- _REQUIRED ACTION 1_: According to the passage on railroad stocks, what 12-month consensus target price did analysts surveyed by Thomson Reuters set for Genesee & Wyoming stock?
- _REQUIRED ACTION 2_: Rewrite the passage on railroad stocks from "Why are analysts" up to and including "is $370 million.", changing "three main factors" to "three key factors".

Genesee & Wyoming stock has a 12-month consensus target price of $83.25 from analysts surveyed by Thomson Reuters. Based on a closing price of $70 on February 12, 2018, that translates to a solid return potential of 18.9%. In the past year, GWR stock has returned -6.5%. Below are the analysts’ target prices and return potentials for GWR’s peers:

  • Union Pacific (UNP): $146.08 with a return potential of 13.6%
  • Kansas City Southern (KSU): $119.50 with a return potential of 13.4%
  • CSX (CSX): $63.50 with a return potential of 19.5%
  • Norfolk Southern (NSC): $158.95 with a return potential of 13.6%
  • Canadian Pacific Railway (CP): $242.66 Canadian
  • Canadian National Railway (CNI): $109.51 Canadian with a return potential of 13.1%

Investors who want exposure to transportation stocks could consider the SPDR S&P Transportation ETF (XTN), which holds 12.1% of GWR and its peer group.

Why are analysts bullish on GWR?

There are three main factors that could drive the US railroad industry, including GWR, going forward.

  • Railroads could have large free cash flows resulting from a reduction in the US corporate tax rate from 35% to 21%. For 2018, GWR expects a 25% growth in its free cash flow, amounting to $315 million. On an adjusted basis, the company’s free cash flow estimate for 2018 is $370 million.
  • There is a provision in the new Tax Cuts and Job Act that allows transportation companies to deduct their qualified capital expenditures for the current year for tax purposes. That could result in higher capital expenditures for railroads going forward.
  • GWR has successfully reduced its higher debt burden in the last year. Its adjusted debt-to-EBITDA (earnings before interest, tax, depreciation, and amortization) multiple is expected to be 2.3x at the end of 2018.

On the margin front, with all its acquisitions, GWR has curtailed growth in its operating expenses. Increased operating efficiency could drive its operating income in the coming quarters, pushing its margins higher.

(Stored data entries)

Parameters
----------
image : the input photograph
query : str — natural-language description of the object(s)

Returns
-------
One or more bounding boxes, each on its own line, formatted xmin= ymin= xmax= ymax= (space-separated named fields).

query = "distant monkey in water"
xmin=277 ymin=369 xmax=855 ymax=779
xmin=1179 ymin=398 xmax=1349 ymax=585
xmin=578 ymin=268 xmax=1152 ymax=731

- _EXERCISE ANSWER 1_: $83.25

- _EXERCISE ANSWER 2_:
Why are analysts bullish on GWR?

There are three key factors that could drive the US railroad industry, including GWR, going forward.

  • Railroads could have large free cash flows resulting from a reduction in the US corporate tax rate from 35% to 21%. For 2018, GWR expects a 25% growth in its free cash flow, amounting to $315 million. On an adjusted basis, the company’s free cash flow estimate for 2018 is $370 million.